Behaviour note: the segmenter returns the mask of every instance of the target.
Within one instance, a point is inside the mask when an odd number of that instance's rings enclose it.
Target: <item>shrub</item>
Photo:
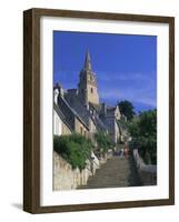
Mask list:
[[[73,169],[84,169],[87,159],[90,158],[92,143],[84,137],[73,133],[70,135],[54,135],[53,149]]]
[[[141,112],[129,124],[132,148],[138,148],[146,163],[157,163],[157,110]]]

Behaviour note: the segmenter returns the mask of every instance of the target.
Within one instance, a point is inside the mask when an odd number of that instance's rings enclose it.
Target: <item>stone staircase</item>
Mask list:
[[[95,175],[88,179],[87,185],[78,189],[97,189],[97,188],[123,188],[139,186],[137,169],[132,157],[123,158],[115,155],[106,164],[97,170]]]

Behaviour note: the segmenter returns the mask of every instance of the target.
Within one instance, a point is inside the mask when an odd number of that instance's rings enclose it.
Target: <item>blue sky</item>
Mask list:
[[[87,49],[101,102],[129,100],[136,111],[157,107],[157,37],[53,32],[53,83],[77,88]]]

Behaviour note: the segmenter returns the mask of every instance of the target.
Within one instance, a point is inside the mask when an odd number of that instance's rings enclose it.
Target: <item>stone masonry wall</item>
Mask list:
[[[98,163],[93,164],[93,173],[99,168]],[[90,161],[87,162],[86,169],[81,172],[79,169],[72,169],[57,152],[53,152],[53,190],[72,190],[79,185],[86,185],[88,178],[92,175]]]

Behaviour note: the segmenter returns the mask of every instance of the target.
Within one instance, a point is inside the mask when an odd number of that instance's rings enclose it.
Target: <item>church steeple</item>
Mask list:
[[[99,104],[97,77],[92,71],[89,51],[87,50],[84,64],[80,72],[78,93],[81,102],[88,105],[89,102]]]
[[[90,54],[89,54],[88,50],[87,50],[87,53],[86,53],[86,60],[84,60],[84,67],[83,68],[84,68],[84,70],[89,70],[89,71],[92,70]]]

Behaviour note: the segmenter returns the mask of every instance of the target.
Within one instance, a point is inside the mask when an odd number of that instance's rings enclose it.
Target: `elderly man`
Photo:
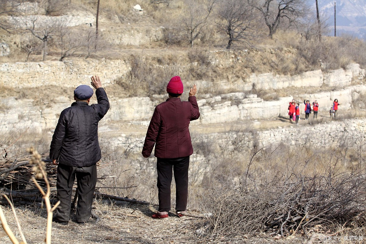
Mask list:
[[[188,127],[191,121],[199,117],[195,96],[197,92],[195,85],[191,88],[188,102],[180,101],[183,84],[179,76],[171,79],[167,91],[169,98],[155,108],[142,152],[144,157],[148,157],[155,145],[159,210],[152,216],[154,218],[167,218],[170,211],[172,170],[176,188],[176,213],[180,217],[186,211],[189,156],[193,153]]]
[[[91,79],[92,85],[96,89],[98,104],[89,106],[93,93],[90,86],[76,87],[74,91],[76,101],[61,113],[51,143],[49,157],[53,164],[58,165],[56,186],[60,202],[53,221],[63,225],[68,224],[75,176],[79,192],[76,221],[84,223],[91,214],[97,183],[96,163],[101,157],[98,124],[109,108],[99,76]]]

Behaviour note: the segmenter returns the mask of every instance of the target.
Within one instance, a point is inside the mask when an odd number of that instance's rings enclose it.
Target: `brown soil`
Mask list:
[[[123,202],[118,202],[119,203]],[[106,203],[95,203],[93,210],[101,219],[96,224],[94,219],[82,225],[73,221],[68,225],[52,223],[52,243],[55,244],[73,243],[126,243],[155,244],[178,243],[272,243],[272,236],[263,233],[258,236],[237,239],[228,239],[224,237],[211,237],[206,231],[198,235],[196,230],[204,225],[205,220],[191,217],[179,218],[170,217],[163,219],[152,218],[151,215],[157,211],[155,206],[118,205]],[[18,231],[11,209],[4,207],[8,224],[14,233]],[[29,243],[42,243],[45,237],[46,213],[34,206],[18,206],[16,213],[22,230]],[[126,214],[138,217],[127,217]],[[197,213],[195,213],[197,214]],[[21,240],[19,235],[18,240]],[[284,238],[276,241],[279,243],[299,243],[304,241],[305,237],[299,236],[291,239]],[[9,238],[0,230],[0,244],[10,243]]]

• What is asked: Count the lines in the material above that contain the string "item", and give only the number.

• Solution for this task: 5